⟨

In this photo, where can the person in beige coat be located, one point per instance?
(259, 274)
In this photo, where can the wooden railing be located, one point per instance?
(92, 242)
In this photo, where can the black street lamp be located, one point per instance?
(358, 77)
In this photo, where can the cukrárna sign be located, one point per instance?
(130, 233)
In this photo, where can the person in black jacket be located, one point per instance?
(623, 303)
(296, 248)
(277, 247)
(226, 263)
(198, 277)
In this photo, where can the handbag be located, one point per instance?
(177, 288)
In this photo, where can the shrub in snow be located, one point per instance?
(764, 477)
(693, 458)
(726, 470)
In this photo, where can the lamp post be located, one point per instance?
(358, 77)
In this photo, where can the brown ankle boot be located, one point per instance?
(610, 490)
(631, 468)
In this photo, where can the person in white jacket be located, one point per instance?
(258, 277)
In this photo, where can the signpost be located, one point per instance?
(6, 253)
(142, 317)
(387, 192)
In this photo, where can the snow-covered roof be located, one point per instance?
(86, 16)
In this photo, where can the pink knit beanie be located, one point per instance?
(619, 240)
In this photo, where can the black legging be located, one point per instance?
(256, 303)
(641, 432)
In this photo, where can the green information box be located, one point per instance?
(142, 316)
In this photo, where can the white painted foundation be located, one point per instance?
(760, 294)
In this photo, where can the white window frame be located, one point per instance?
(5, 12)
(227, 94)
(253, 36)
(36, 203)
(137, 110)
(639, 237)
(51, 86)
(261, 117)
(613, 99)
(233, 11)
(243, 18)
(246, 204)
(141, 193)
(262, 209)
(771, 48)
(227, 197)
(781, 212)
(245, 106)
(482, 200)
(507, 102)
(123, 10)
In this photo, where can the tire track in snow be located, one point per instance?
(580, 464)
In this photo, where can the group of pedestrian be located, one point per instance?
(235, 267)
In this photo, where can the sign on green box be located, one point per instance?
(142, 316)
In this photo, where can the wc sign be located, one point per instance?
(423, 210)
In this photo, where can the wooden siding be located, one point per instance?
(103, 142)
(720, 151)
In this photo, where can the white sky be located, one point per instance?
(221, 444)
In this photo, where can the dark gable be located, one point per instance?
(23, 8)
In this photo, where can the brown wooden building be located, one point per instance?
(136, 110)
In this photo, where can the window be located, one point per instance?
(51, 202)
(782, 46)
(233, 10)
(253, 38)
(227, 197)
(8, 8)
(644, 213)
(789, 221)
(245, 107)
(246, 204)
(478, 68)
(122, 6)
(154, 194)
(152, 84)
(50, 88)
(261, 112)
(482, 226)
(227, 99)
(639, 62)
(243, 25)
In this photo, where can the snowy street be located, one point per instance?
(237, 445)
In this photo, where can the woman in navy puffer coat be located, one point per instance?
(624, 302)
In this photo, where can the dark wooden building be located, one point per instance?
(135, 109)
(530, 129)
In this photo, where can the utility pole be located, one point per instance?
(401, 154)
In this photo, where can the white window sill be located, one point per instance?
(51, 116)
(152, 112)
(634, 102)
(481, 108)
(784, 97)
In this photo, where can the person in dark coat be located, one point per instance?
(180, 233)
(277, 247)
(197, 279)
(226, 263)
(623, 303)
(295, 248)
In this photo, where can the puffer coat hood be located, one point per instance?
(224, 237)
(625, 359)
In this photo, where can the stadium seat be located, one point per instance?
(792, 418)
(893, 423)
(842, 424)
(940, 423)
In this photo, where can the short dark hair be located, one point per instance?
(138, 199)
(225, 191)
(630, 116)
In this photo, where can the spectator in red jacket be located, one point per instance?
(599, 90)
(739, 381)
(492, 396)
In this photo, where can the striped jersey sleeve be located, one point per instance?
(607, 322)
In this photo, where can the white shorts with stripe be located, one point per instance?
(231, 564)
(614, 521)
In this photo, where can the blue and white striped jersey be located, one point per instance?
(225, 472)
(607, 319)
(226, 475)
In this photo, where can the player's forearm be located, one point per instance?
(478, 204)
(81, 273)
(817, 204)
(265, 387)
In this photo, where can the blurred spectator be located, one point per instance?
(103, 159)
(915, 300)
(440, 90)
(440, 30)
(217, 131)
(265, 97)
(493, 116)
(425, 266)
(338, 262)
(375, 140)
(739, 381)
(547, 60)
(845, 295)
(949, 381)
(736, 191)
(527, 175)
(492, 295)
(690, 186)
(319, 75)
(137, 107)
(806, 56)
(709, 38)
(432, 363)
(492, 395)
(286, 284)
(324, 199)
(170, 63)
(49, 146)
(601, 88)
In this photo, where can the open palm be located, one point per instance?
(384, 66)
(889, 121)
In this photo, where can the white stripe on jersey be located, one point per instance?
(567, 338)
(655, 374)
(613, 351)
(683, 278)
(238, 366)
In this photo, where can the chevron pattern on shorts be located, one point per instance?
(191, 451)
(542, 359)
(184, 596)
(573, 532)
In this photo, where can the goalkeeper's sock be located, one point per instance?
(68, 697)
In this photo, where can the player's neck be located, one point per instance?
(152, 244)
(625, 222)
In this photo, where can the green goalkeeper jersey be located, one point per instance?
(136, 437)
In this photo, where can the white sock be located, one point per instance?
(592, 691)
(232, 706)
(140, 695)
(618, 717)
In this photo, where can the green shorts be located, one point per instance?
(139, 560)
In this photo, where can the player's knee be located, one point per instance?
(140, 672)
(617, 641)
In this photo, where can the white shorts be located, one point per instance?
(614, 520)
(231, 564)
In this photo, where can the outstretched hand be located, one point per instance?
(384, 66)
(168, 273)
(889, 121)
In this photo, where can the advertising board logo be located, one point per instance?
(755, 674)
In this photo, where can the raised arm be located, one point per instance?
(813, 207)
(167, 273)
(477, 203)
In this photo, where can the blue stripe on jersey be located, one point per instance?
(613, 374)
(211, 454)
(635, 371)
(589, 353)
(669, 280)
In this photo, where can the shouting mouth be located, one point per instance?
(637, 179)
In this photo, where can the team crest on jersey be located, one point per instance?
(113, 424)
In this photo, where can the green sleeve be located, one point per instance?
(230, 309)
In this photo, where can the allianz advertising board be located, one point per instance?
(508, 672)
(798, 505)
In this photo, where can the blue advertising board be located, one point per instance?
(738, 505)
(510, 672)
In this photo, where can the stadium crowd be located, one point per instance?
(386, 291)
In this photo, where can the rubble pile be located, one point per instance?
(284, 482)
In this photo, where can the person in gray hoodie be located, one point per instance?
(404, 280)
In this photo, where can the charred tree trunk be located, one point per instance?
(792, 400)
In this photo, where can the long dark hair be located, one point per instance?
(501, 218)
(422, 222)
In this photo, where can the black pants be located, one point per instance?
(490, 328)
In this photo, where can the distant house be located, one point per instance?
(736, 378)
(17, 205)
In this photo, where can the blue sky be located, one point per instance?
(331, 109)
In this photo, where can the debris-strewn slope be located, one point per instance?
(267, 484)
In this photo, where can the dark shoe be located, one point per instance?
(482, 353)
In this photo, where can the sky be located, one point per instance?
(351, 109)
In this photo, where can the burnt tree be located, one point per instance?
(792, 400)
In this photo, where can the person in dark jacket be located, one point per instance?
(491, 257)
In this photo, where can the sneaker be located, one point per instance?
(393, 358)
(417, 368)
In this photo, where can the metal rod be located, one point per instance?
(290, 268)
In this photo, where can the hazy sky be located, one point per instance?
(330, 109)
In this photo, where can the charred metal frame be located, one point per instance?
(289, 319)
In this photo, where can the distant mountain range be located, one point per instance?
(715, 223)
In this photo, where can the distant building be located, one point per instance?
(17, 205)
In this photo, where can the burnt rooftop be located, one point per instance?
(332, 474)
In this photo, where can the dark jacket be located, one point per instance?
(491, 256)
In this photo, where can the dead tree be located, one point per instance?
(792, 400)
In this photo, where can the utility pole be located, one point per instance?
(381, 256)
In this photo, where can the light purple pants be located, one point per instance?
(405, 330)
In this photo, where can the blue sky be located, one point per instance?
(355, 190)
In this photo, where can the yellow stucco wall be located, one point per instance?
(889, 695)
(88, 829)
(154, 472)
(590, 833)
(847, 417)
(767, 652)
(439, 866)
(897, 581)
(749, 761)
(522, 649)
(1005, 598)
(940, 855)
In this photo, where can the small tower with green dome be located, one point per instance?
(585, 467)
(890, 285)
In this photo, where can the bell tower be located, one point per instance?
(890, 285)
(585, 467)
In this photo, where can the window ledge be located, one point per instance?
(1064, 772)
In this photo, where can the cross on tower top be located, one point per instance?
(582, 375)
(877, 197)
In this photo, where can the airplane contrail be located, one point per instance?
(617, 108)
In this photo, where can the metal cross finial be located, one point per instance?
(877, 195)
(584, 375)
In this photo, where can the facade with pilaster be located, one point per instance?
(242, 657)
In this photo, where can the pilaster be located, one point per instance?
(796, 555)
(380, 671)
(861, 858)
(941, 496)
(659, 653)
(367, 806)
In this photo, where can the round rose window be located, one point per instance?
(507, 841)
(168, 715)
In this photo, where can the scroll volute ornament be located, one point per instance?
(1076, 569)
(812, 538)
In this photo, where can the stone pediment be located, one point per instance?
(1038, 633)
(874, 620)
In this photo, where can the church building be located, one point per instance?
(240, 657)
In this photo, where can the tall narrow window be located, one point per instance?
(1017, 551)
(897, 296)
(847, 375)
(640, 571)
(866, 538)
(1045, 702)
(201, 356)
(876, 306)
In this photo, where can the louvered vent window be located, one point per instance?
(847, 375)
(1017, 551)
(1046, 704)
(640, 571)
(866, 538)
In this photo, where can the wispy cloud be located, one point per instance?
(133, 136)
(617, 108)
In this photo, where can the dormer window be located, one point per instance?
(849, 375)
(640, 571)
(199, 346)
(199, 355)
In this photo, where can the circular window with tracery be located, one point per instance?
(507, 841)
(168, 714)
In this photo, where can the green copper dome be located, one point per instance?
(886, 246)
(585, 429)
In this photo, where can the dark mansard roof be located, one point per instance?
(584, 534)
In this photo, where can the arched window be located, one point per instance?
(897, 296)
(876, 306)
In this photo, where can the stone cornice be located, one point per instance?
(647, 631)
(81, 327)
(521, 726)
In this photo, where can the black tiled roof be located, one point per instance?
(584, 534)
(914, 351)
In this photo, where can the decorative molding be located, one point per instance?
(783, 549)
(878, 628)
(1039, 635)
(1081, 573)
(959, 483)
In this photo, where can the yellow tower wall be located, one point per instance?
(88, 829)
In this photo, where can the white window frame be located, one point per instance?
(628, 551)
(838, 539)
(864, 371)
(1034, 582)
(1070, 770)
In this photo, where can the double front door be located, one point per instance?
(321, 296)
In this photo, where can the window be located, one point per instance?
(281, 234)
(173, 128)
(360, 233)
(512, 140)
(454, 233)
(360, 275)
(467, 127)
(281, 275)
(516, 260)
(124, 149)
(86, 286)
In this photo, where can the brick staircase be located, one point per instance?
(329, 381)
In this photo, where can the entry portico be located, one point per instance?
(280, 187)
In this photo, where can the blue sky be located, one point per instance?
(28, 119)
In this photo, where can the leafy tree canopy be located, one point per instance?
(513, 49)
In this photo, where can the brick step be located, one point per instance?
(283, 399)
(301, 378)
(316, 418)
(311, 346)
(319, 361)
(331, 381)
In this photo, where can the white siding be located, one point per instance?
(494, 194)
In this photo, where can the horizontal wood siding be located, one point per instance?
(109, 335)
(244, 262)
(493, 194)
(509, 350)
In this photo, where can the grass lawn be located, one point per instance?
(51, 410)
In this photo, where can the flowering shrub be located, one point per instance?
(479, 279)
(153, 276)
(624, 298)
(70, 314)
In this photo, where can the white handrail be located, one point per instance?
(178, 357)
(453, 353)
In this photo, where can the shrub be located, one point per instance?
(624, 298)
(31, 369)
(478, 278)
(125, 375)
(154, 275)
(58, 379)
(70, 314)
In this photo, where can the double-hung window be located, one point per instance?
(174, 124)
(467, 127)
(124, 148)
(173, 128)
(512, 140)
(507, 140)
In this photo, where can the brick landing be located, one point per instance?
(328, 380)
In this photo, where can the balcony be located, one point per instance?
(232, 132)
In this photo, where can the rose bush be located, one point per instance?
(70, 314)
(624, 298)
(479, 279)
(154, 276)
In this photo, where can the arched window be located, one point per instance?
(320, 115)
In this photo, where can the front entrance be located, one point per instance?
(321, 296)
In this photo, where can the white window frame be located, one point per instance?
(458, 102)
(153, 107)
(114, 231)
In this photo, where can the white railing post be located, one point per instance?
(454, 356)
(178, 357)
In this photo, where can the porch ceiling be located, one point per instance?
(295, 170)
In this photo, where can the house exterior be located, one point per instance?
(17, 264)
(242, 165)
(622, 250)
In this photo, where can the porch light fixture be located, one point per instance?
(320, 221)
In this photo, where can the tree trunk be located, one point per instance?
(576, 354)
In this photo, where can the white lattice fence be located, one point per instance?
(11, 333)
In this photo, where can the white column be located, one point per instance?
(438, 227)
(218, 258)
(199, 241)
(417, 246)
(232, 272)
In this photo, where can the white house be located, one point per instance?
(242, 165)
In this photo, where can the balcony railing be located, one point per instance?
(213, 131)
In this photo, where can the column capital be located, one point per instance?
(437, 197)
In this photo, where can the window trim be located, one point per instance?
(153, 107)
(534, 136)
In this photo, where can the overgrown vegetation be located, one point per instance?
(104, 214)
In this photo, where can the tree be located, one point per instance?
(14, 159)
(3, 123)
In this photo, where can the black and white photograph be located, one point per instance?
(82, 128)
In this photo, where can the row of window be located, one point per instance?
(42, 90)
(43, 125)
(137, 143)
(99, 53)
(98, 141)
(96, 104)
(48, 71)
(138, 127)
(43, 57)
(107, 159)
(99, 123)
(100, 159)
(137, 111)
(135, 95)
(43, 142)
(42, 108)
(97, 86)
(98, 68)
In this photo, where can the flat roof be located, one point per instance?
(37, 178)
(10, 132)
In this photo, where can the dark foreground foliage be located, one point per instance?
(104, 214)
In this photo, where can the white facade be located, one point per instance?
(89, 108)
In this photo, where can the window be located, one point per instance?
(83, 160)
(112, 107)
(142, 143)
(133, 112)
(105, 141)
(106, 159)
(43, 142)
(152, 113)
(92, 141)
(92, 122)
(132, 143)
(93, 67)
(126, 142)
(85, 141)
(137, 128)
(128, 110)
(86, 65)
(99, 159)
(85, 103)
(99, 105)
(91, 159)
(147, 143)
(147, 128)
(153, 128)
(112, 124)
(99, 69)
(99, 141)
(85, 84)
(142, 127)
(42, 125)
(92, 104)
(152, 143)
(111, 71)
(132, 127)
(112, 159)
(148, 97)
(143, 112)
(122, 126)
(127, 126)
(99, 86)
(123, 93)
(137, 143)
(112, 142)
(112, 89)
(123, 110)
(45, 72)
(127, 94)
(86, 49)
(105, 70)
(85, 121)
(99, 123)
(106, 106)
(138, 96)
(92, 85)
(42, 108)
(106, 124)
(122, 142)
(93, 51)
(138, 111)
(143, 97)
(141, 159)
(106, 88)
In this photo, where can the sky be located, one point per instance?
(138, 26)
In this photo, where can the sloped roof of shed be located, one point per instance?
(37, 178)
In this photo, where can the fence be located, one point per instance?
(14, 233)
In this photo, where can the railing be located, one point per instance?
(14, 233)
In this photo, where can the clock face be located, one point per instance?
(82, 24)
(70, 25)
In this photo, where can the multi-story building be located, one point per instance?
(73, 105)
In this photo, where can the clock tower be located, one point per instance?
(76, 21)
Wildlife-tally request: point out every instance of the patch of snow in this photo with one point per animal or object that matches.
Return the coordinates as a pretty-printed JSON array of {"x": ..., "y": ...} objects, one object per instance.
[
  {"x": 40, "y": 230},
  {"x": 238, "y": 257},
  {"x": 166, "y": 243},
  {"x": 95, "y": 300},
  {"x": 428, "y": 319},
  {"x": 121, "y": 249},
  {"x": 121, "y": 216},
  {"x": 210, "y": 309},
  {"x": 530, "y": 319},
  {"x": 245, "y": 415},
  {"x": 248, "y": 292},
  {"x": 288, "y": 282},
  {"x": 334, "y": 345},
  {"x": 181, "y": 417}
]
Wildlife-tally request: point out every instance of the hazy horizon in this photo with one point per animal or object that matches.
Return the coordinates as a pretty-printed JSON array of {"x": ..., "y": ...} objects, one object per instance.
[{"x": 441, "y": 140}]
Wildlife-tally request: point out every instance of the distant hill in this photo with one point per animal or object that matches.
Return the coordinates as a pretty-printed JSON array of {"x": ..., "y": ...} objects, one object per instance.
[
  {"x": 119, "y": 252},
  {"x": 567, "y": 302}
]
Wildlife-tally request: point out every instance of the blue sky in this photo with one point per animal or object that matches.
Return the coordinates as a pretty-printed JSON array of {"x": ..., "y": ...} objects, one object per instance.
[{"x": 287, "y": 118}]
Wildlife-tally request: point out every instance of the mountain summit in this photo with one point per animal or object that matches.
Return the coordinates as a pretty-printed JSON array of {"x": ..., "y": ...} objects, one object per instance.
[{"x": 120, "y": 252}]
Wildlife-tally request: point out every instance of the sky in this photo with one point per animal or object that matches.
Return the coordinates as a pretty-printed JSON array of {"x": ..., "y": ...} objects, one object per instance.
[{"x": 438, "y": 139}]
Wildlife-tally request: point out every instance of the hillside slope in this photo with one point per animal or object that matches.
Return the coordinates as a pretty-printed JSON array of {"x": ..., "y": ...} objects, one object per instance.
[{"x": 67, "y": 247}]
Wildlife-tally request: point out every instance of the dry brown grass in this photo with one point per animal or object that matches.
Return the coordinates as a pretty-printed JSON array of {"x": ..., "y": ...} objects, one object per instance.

⟩

WHAT THE TASK REQUIRES:
Your task is to copy every line of the entries that contains the string "animal".

ANSWER SECTION:
Wildlife-tally request: point out every instance of the patch of snow in this photo with one point per animal or object that matches.
Wildlife-tally request: point out every instance of the hazy horizon in this photo with one point per animal or object that matches.
Wildlife-tally request: point out every instance of the distant hill in this photo with one point per animal or object that matches.
Wildlife-tally request: point out every instance of the blue sky in this photo with one point per animal or object that matches.
Wildlife-tally request: point out every instance of the mountain summit in this photo with one point per animal or object that matches.
Wildlife-tally request: point out every instance of the sky in this photo with one point per animal or object that matches.
Wildlife-tally request: point out every instance of the hillside slope in this photo with one point per animal or object that matches.
Wildlife-tally request: point out every instance of the dry brown grass in this photo with one point per animal or object that matches.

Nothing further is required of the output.